# Directive
Reproduce all records verbatim.

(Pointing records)

begin

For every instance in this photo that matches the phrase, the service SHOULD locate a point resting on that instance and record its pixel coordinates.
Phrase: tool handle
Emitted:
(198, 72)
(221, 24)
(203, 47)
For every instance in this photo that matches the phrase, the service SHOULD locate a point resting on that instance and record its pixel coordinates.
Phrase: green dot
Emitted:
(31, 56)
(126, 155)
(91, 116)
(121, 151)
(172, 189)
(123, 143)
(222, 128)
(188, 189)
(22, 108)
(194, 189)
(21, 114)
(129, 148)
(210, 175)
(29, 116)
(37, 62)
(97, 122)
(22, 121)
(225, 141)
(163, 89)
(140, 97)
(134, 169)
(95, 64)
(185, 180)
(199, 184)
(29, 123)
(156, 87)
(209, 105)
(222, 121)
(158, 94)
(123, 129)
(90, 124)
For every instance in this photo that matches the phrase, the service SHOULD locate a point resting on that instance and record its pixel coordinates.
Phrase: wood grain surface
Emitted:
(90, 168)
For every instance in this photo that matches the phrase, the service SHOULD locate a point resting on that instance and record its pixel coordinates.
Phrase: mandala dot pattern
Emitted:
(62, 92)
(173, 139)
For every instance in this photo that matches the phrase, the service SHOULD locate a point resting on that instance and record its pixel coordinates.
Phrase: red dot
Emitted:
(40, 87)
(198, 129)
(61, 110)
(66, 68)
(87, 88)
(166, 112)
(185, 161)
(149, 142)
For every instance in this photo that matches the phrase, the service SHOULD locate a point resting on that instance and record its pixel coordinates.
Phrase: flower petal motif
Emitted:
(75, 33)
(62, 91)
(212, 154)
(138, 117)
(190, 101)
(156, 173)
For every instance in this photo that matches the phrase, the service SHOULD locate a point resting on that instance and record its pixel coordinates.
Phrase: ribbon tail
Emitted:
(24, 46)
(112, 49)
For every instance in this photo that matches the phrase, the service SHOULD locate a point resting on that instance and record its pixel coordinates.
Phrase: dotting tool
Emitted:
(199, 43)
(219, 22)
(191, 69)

end

# Output
For every instance in this photo that matches the phrase, the service SHOULD locate a point resting on that instance and record its pixel coordinates.
Phrase: tool handle
Emitted:
(198, 72)
(221, 24)
(203, 47)
For every instance in this photo that matches the phrase, the service SHOULD locate a point resting on that instance and record its pixel coordinates.
Phrase: green dot
Emitted:
(31, 56)
(126, 155)
(91, 116)
(121, 151)
(172, 189)
(123, 143)
(222, 128)
(188, 189)
(22, 108)
(194, 189)
(21, 114)
(129, 148)
(210, 175)
(29, 116)
(37, 62)
(97, 122)
(22, 121)
(225, 141)
(163, 89)
(140, 97)
(134, 169)
(95, 64)
(185, 180)
(199, 184)
(29, 123)
(156, 87)
(209, 105)
(222, 121)
(158, 94)
(123, 129)
(90, 124)
For every instance in this photo that matches the phrase, the service SHOULD locate a point resting on that instance and record its pixel coordinates.
Phrase: wood grain surface
Emitted:
(90, 168)
For every instance in this photo that matches the phrase, the service SHOULD locate a point resting on that instance and record its pixel coordinates.
Phrase: mandala dot pattern
Emitted:
(62, 92)
(173, 139)
For every instance in this photo that matches the phrase, the service SHOULD locate a point resting on that instance and record its pixel coordinates.
Phrase: red dot
Emitted:
(40, 87)
(198, 129)
(61, 110)
(66, 68)
(87, 88)
(166, 112)
(185, 161)
(149, 142)
For every instance in this photo that matches the phrase, the service SHOULD locate a point resting on that instance and record its pixel coordinates.
Phrase: flower petal motif
Emitted:
(75, 33)
(62, 91)
(212, 154)
(138, 117)
(190, 101)
(156, 173)
For every instance in this photo that matches the phrase, the service SHOULD locate a point resting on that instance and record its pixel coordinates.
Phrase: ribbon tail
Emitted:
(24, 46)
(112, 49)
For every instance in this photo that matches the phrase, the service SHOULD locate a point resting on that instance and record its pixel coordinates.
Phrase: dotting tool
Emitted:
(199, 43)
(219, 22)
(191, 69)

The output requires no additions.